(Saved entries)
=== Section Start ===

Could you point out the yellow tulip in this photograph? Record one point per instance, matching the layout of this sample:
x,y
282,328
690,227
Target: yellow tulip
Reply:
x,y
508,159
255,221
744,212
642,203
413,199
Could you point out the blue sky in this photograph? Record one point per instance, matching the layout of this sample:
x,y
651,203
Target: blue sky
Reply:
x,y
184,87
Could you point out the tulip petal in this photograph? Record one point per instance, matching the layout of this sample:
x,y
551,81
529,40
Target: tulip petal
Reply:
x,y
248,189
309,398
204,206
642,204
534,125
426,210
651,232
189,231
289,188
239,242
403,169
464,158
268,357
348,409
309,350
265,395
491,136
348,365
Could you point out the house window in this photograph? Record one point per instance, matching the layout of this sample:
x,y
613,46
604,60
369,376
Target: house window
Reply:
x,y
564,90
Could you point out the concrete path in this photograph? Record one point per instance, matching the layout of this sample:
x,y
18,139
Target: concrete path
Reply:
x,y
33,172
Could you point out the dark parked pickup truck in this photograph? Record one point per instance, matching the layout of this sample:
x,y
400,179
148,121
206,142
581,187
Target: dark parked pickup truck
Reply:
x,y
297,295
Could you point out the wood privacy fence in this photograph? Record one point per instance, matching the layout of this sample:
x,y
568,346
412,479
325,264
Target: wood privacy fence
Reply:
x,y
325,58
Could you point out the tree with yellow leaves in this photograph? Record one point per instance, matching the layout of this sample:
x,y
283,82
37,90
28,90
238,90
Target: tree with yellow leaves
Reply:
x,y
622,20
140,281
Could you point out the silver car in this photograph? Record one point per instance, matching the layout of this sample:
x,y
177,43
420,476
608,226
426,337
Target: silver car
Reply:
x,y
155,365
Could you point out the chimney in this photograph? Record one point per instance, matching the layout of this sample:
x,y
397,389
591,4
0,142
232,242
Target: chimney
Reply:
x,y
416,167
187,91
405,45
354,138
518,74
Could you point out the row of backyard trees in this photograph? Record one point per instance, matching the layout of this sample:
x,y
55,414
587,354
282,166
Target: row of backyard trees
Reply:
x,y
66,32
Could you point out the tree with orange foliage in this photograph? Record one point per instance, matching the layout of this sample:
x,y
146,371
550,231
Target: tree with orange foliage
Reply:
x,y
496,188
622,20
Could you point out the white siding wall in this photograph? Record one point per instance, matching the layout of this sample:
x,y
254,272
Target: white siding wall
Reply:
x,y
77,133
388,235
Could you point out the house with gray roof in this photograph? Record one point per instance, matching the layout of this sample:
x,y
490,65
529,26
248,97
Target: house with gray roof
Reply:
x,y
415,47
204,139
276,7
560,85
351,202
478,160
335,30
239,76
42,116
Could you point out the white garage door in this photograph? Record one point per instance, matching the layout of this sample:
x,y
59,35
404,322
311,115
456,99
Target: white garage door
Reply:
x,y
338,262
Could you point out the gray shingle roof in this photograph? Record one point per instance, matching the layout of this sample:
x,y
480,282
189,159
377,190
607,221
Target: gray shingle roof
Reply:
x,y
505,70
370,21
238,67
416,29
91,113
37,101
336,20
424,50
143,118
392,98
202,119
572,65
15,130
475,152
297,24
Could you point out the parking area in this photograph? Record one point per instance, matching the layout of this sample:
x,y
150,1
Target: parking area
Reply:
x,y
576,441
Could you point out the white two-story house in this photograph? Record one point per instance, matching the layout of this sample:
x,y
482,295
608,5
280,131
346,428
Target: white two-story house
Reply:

=== Section End ===

**Action item:** Give again, exactly as written, every line from the first one above through the line that has "Target: tulip petal" in it.

**Answer to the exercise:**
Could you point out the yellow tulip in this photograph? Record one point per instance, matching the layout of this sample:
x,y
282,328
690,227
Target: yellow tulip
Reply:
x,y
508,159
255,221
744,212
642,203
413,199
Could you point out the blue sky in this photograph? Record one point per instance, matching the layout of this sample:
x,y
651,203
Target: blue sky
Reply:
x,y
184,87
Could you point out the tulip petal in this photograph? Record one point per instance, matching the layout of this sample:
x,y
551,81
529,40
Target: tulip petal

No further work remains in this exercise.